[WHAT TO WORK ON]:
Exact copies of all the lines below are needed, without the pictures.

[SUPPLIED RECORDS]:
---
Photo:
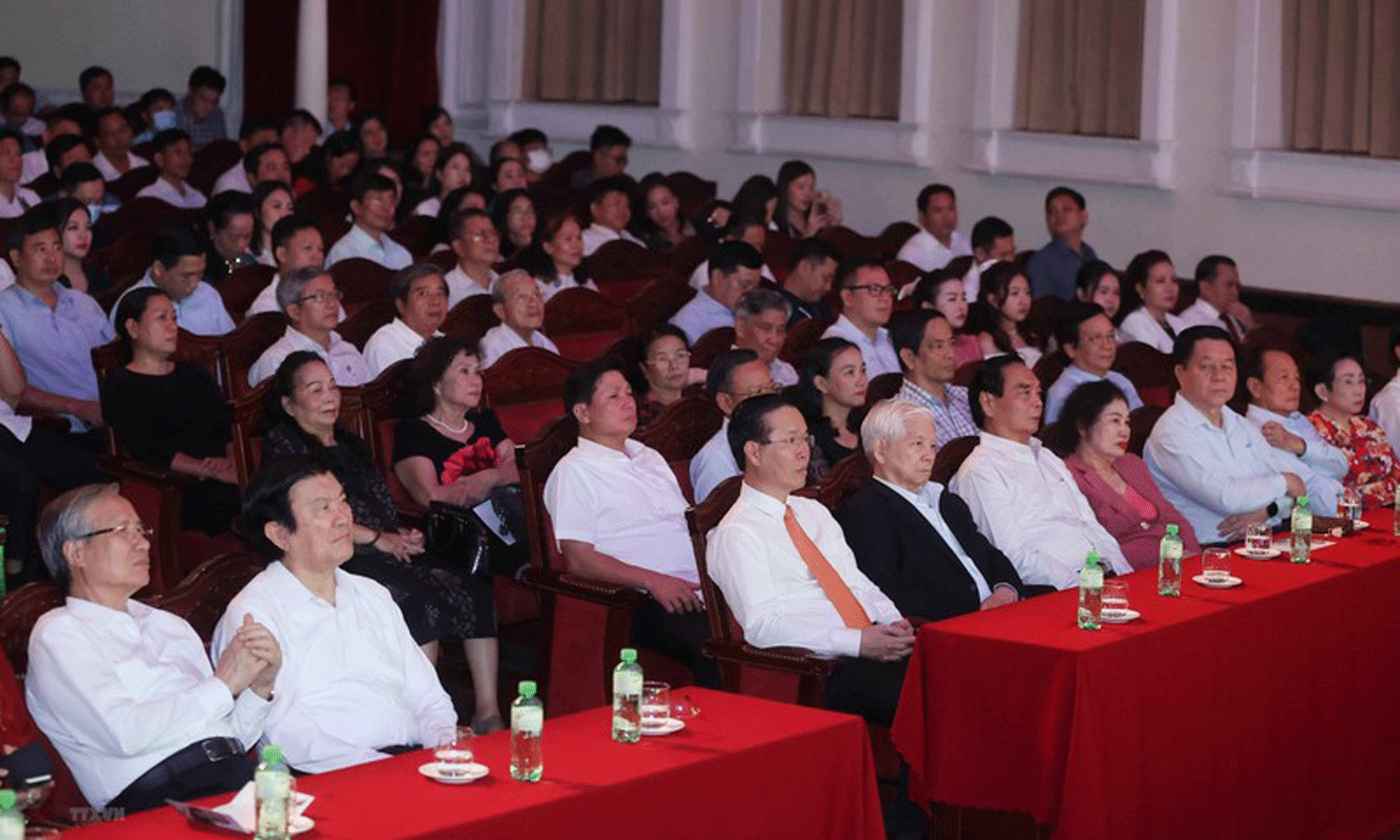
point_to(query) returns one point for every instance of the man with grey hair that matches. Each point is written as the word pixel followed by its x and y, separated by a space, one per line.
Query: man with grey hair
pixel 520 304
pixel 761 325
pixel 313 304
pixel 913 538
pixel 123 691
---
[SOLUTION FOR THIS PROBLEM]:
Photo:
point_to(query) returns one point for every instance of the man with grey hair that matches. Each point is written as the word pixel followed by its x and y, separated by a space, one per line.
Query: man with grey hair
pixel 520 304
pixel 761 325
pixel 313 304
pixel 913 538
pixel 123 691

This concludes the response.